**Extract to read:**
====
Edgar loves playing around with classic American confections, even junky snack foods, to make them “better tasting.” She recently introduced her upmarket spin on Pop-Tarts in ginger-pear and raspberry cream cheese flavours.

“People really like them. I think it’s because they’re not too sweet.”

As for cupcakes, they continue to fly off The Sweet Escape’s shelves with red velvet being the top seller.

“Red velvet is ridiculously popular,” says Edgar, who also makes red velvet ice cream and cheesecake. “It’s pretty, a bright colour and it’s not chocolate, not vanilla, but a hybrid of both.”

Another fan of homey American baking is chef Anthony Rose, who spent his formative years cooking in San Francisco and New York City.

Since the Toronto native took over as executive chef at The Drake Hotel, he’s been offering gourmet doughnuts such as brown butter glazed and chocolate Rice Krispie, and a sumptuous line of cupcakes at the hotel’s café.

“Cupcakes were at their peak about two years ago,” he says. “They’ve slowly gone down since then.”
====
**Material:**
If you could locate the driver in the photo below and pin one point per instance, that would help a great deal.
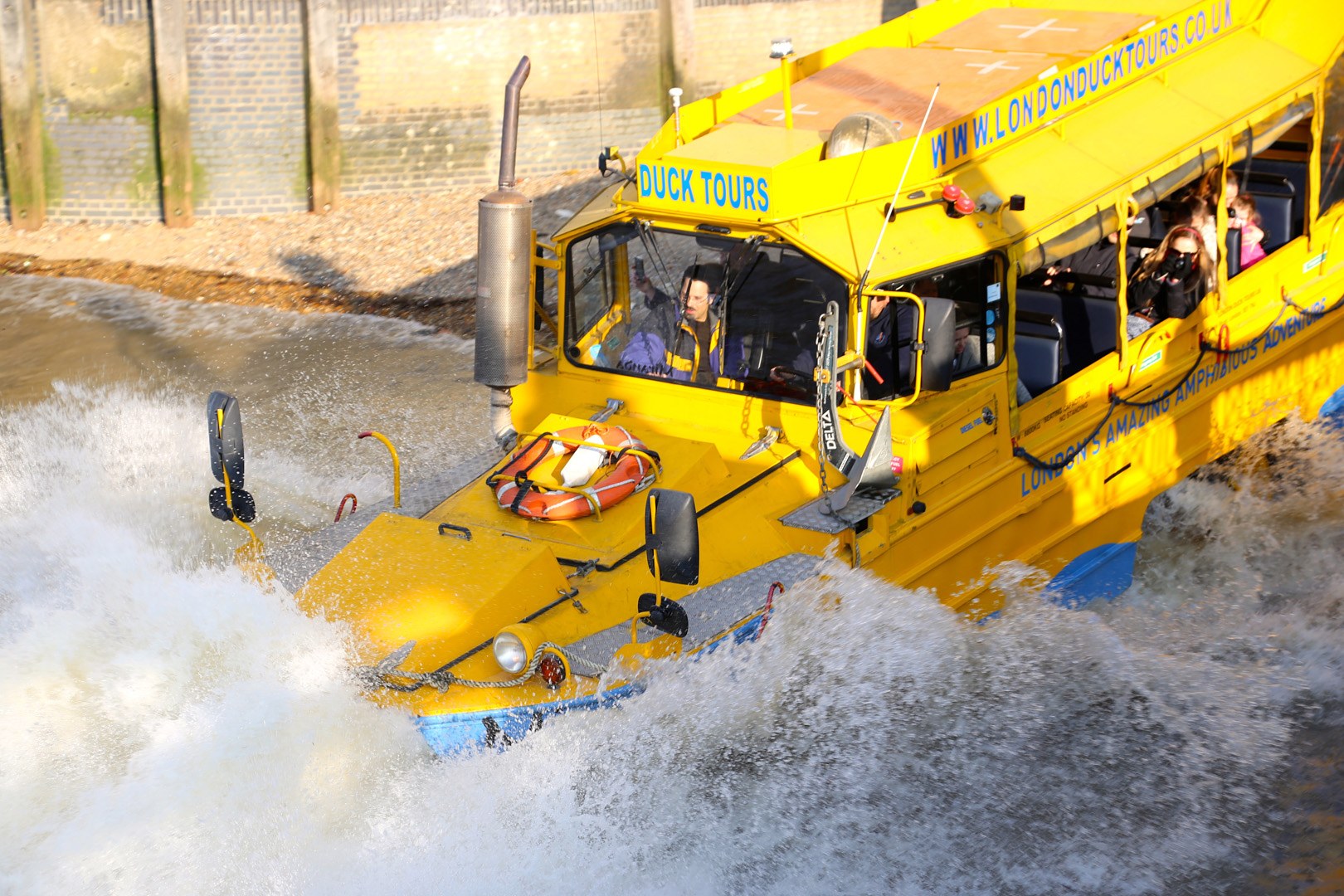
====
**Task A:** According to the baking extract, which cupcake flavor sells best at The Sweet Escape?
**Task B:** Echo the baking extract word for word, from "As for cupcakes, they" to "New York City.".

**Correct result A:** Red velvet.

**Correct result B:**
As for cupcakes, they continue to fly off The Sweet Escape’s shelves with red velvet being the top seller.

“Red velvet is ridiculously popular,” says Edgar, who also makes red velvet ice cream and cheesecake. “It’s pretty, a bright colour and it’s not chocolate, not vanilla, but a hybrid of both.”

Another fan of homey American baking is chef Anthony Rose, who spent his formative years cooking in San Francisco and New York City.